━━ PROVIDED DATA ━━

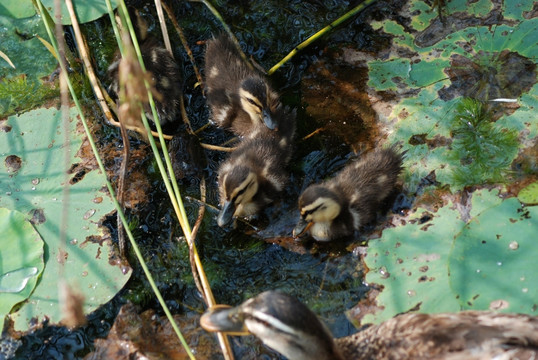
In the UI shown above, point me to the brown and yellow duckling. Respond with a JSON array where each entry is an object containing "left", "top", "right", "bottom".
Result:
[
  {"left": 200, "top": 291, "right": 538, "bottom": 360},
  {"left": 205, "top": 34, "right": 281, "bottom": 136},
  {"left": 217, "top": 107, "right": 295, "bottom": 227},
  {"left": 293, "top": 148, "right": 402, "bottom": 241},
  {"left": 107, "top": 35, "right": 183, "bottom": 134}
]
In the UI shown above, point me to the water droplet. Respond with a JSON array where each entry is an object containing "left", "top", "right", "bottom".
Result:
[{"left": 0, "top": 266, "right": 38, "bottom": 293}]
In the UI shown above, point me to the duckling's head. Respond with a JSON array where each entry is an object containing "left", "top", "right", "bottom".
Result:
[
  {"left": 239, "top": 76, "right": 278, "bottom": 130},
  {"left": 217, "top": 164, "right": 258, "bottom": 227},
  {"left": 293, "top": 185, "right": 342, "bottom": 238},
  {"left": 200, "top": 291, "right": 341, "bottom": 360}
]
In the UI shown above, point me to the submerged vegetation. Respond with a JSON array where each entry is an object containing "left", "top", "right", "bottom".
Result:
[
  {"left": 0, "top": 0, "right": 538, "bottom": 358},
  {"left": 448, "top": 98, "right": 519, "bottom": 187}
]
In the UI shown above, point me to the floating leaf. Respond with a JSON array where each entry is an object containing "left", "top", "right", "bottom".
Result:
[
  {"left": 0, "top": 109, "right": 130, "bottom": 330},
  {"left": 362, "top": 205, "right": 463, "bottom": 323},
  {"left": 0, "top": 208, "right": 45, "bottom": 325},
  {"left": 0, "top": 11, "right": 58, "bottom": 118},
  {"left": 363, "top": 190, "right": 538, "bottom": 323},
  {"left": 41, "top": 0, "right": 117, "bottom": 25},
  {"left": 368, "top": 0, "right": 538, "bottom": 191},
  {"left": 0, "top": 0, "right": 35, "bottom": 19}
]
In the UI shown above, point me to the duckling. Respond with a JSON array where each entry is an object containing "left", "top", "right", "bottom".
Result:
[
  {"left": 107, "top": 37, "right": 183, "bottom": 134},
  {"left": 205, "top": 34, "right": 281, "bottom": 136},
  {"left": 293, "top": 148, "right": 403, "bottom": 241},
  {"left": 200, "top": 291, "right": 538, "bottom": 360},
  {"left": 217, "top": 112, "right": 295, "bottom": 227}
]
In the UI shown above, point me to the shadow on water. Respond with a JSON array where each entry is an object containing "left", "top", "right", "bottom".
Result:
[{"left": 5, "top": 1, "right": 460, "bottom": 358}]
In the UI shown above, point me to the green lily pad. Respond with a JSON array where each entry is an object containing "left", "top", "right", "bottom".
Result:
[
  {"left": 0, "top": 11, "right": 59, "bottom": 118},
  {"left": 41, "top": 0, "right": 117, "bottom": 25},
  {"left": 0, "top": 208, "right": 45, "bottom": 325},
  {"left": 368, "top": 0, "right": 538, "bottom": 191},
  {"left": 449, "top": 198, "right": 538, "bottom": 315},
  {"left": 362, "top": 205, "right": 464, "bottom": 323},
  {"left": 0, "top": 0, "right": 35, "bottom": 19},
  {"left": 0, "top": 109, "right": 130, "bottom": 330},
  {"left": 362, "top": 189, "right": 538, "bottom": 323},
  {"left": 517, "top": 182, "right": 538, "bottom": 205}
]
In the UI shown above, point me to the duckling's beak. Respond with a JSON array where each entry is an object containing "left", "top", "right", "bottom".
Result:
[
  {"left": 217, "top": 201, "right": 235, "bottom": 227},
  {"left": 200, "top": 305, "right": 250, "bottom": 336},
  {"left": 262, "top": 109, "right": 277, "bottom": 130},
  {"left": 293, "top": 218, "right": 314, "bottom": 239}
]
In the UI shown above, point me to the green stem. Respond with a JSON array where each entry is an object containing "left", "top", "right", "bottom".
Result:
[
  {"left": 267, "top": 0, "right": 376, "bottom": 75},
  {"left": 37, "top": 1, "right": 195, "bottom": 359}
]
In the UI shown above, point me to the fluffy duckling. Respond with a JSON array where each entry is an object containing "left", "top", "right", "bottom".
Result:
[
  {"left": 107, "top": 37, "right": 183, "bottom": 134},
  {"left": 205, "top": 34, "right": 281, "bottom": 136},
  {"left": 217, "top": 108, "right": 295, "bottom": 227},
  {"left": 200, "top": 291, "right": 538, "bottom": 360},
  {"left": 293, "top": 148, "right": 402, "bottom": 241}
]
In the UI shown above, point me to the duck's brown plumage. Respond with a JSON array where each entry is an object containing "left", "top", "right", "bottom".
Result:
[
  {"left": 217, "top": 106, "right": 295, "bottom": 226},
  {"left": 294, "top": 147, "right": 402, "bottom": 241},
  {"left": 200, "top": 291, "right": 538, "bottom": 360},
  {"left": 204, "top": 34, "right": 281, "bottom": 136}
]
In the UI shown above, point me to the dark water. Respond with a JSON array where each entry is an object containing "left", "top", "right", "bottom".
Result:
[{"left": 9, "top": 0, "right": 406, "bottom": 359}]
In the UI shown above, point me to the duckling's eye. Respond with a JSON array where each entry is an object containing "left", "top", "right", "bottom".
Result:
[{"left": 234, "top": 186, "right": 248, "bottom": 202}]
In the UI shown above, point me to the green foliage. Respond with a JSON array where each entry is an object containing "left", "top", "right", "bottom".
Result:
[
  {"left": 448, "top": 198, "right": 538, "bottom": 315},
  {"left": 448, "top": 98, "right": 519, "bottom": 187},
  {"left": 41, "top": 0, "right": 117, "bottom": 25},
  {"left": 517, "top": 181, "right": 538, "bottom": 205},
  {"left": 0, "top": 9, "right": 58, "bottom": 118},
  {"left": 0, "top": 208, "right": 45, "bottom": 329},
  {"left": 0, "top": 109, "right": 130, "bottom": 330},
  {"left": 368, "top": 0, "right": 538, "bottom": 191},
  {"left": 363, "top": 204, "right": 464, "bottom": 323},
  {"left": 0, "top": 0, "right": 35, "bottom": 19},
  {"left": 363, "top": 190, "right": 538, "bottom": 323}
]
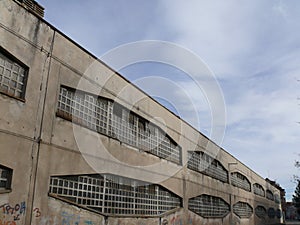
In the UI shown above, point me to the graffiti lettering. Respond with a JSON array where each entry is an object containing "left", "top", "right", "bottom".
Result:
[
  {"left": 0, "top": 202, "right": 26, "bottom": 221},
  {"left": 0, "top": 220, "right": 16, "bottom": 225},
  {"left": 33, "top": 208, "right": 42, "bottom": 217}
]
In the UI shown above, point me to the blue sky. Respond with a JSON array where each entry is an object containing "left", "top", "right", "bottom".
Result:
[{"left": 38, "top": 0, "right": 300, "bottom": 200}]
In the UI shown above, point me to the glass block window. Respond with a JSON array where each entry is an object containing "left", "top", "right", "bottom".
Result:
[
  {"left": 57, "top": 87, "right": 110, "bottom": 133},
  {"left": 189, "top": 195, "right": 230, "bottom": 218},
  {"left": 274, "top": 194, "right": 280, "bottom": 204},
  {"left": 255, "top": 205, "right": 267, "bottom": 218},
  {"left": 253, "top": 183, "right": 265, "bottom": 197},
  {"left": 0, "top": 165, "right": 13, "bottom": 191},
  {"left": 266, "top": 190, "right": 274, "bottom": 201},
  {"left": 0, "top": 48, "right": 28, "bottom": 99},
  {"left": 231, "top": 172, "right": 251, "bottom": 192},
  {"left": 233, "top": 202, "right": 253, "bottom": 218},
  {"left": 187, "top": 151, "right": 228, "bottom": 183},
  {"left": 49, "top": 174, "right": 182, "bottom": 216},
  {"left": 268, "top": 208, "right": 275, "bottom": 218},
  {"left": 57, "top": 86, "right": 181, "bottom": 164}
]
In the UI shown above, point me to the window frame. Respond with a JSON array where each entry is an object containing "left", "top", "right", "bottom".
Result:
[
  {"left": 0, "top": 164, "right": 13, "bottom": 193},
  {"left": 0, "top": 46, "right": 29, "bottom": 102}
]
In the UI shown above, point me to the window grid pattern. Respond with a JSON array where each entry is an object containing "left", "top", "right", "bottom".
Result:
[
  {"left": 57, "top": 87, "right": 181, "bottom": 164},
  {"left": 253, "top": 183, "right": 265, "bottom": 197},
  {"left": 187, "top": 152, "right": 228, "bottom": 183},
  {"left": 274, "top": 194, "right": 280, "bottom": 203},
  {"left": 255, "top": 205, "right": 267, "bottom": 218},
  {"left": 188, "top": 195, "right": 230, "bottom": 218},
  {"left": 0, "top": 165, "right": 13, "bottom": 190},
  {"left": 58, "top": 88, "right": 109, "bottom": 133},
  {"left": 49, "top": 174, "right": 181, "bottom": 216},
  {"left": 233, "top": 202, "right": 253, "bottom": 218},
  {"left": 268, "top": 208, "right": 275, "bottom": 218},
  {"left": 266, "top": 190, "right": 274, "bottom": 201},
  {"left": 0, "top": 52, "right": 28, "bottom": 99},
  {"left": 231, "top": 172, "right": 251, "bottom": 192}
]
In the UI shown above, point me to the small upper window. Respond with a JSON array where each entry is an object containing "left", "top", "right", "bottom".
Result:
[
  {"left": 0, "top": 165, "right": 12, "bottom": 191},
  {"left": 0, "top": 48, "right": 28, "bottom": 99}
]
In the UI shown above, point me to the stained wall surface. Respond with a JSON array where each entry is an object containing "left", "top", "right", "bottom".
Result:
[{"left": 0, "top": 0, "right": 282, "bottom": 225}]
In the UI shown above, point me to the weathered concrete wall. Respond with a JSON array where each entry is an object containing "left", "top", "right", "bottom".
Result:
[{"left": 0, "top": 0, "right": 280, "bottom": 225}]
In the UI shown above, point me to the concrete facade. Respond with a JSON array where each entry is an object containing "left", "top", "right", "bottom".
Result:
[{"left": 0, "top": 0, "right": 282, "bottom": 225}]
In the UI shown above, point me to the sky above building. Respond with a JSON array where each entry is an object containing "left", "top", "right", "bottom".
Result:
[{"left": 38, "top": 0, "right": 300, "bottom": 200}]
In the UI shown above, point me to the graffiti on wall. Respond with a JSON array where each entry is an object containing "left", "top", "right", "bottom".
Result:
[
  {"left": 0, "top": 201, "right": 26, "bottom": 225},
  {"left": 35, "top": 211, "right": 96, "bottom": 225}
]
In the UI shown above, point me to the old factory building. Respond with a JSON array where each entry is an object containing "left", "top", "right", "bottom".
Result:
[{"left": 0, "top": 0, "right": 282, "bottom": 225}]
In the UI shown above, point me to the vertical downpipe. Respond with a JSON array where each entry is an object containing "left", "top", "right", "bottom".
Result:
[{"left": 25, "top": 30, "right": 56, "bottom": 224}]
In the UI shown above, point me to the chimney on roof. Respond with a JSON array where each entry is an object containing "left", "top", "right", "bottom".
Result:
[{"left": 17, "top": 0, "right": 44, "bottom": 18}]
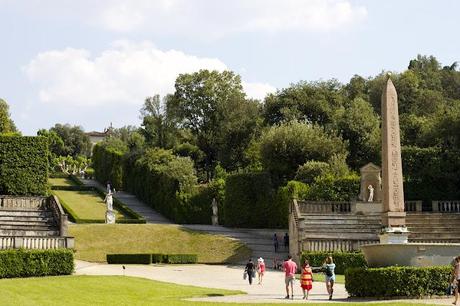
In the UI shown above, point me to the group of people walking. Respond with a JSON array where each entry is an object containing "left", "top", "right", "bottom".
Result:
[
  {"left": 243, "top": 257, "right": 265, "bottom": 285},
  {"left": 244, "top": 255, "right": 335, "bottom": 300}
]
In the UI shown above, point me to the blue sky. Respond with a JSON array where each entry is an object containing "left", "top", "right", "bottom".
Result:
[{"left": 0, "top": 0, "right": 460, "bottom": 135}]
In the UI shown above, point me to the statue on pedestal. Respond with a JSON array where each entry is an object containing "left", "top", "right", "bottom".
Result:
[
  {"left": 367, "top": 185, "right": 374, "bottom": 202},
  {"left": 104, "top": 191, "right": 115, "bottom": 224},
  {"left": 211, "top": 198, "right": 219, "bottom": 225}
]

━━━
━━ PROVIDED DATA ━━

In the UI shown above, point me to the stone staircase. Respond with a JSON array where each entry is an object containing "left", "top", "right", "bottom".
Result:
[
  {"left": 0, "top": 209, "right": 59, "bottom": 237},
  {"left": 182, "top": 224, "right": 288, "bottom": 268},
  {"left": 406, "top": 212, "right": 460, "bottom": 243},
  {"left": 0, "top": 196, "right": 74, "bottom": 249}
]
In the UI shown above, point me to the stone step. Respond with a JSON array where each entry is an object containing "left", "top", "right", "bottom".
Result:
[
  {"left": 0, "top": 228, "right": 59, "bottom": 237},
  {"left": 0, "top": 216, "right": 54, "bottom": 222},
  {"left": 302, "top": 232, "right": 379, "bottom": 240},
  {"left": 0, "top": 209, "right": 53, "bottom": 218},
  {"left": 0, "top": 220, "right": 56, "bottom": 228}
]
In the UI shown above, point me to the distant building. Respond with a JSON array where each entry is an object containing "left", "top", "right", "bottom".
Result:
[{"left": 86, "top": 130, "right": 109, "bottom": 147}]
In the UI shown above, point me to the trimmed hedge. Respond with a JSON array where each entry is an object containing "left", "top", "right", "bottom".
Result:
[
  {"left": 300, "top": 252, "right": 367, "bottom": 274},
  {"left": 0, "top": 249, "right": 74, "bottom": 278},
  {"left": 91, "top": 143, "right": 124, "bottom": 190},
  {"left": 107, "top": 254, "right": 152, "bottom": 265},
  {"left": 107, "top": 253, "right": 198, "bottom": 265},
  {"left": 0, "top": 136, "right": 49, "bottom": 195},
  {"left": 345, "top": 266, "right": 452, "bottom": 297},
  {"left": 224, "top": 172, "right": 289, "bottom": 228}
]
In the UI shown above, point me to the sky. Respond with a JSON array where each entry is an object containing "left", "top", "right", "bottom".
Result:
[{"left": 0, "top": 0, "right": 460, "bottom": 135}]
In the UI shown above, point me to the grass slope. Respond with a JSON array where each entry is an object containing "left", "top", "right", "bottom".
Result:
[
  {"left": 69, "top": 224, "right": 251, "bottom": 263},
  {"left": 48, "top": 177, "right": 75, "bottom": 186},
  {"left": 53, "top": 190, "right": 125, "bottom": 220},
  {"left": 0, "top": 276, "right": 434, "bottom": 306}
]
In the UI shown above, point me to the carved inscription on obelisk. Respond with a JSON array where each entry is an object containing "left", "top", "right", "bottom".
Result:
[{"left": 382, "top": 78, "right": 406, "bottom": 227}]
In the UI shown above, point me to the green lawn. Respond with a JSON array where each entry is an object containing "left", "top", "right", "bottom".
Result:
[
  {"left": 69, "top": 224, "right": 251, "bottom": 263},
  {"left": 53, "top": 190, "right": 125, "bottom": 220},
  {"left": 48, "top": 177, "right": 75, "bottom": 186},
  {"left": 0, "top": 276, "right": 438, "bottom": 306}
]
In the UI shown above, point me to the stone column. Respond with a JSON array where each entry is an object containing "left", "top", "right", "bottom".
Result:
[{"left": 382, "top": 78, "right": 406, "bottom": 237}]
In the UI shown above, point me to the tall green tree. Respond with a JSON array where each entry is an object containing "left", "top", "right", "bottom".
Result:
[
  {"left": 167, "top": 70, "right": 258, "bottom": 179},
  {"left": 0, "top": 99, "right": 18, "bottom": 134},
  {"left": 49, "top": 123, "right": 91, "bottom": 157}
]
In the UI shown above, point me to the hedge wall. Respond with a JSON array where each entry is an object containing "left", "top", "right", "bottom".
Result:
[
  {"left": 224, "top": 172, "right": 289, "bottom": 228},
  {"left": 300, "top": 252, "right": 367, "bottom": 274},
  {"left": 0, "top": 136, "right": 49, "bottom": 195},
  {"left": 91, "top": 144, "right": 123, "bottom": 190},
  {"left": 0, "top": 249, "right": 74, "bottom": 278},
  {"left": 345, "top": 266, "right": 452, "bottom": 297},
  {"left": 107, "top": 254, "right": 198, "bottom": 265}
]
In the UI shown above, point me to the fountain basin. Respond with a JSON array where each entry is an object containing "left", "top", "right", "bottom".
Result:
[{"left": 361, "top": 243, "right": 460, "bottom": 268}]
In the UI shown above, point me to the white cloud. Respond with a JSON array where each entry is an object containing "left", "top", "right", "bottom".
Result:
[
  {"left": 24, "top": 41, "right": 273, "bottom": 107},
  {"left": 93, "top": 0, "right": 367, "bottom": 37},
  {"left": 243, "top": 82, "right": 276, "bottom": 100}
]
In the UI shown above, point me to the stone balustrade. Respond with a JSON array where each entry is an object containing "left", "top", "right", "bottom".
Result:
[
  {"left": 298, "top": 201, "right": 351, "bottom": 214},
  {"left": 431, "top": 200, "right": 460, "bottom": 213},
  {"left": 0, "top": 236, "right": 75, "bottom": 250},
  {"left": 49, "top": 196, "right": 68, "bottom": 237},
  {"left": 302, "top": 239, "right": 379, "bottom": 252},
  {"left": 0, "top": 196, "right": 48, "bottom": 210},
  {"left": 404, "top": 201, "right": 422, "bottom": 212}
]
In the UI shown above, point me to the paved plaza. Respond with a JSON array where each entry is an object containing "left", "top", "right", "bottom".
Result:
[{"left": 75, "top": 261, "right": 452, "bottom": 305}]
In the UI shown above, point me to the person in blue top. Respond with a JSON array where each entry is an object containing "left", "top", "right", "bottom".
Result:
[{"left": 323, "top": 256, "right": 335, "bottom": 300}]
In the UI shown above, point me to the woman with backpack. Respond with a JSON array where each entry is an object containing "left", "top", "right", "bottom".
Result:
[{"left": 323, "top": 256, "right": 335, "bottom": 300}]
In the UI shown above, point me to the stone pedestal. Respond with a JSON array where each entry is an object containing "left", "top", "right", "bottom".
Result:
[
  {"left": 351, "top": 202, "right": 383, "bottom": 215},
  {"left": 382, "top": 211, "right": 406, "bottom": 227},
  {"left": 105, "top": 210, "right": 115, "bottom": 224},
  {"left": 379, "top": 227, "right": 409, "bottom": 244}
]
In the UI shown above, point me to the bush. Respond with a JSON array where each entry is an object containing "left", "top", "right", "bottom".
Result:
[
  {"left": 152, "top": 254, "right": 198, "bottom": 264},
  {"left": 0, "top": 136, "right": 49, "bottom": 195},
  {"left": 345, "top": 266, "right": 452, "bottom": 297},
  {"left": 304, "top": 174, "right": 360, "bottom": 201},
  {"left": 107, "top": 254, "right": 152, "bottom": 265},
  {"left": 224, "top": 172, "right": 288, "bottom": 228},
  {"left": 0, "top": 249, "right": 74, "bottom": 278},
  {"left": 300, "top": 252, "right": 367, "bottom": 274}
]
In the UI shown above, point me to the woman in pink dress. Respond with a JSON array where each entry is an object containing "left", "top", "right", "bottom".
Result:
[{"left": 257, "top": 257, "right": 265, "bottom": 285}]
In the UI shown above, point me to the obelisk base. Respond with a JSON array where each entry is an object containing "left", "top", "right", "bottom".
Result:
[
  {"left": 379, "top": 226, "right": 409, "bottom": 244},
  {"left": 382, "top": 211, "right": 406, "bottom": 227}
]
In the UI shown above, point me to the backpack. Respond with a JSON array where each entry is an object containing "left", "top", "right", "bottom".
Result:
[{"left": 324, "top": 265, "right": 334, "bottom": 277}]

━━━

**AIM OF THE TASK**
Collect each row above that contains the word "backpack", and copy those rows out in full.

**SOLUTION FOR THIS EXERCISE**
In the UI shown above, point me to the woman with backpack. Respond with a JSON array where each entry is an object containing "left", "top", "right", "bottom".
In the UI shown above, point me to the backpack. Respond with a JSON array where each entry is an object containing "left", "top", "right", "bottom".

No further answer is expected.